Lines of data:
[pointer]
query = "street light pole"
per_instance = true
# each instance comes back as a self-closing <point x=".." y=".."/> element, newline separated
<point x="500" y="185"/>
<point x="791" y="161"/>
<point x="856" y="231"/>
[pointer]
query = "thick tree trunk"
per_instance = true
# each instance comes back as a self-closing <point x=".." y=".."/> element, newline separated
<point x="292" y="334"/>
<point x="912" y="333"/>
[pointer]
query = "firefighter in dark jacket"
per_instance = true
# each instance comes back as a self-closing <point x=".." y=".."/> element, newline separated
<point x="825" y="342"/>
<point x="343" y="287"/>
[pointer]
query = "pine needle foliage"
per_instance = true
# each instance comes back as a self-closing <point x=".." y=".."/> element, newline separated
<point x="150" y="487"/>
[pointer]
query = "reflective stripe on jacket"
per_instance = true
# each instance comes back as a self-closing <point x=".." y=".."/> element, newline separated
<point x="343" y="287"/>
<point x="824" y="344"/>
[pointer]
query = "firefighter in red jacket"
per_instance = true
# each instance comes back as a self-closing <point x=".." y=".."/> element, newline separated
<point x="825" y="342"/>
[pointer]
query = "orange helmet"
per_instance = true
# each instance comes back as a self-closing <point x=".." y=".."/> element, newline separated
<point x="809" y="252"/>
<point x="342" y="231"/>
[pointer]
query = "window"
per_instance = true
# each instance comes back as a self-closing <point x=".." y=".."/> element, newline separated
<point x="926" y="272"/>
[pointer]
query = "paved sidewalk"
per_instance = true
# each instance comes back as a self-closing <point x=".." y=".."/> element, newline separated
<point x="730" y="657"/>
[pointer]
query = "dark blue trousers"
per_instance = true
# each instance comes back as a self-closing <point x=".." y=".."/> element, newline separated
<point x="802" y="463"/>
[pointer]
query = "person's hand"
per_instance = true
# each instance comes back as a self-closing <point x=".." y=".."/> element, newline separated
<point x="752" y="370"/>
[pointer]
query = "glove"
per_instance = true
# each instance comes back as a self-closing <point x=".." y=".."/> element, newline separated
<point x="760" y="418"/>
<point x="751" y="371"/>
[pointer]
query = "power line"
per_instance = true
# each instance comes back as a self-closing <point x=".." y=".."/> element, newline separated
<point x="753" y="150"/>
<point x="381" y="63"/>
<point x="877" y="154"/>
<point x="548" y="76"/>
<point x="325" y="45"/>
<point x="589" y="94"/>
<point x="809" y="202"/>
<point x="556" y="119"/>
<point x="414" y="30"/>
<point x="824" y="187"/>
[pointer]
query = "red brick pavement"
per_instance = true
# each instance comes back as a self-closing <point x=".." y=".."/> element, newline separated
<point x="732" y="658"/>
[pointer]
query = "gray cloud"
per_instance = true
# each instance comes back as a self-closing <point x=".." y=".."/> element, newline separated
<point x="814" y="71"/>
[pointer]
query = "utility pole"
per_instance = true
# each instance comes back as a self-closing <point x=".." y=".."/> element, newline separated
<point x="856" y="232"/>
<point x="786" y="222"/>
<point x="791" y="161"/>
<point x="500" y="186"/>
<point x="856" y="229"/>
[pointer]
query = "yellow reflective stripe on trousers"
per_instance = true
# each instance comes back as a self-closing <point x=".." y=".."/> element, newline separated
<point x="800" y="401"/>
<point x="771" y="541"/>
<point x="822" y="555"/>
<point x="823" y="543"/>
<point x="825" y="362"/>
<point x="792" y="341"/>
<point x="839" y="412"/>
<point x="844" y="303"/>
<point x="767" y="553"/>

_Aim of the exercise_. Extract every line from the entries that contains the string "jacket", and treat case as significant when matching.

_Exercise solution_.
query = "firefighter in dark jacket"
query = "reflective stripe on jacket"
query = "firefighter in red jacket"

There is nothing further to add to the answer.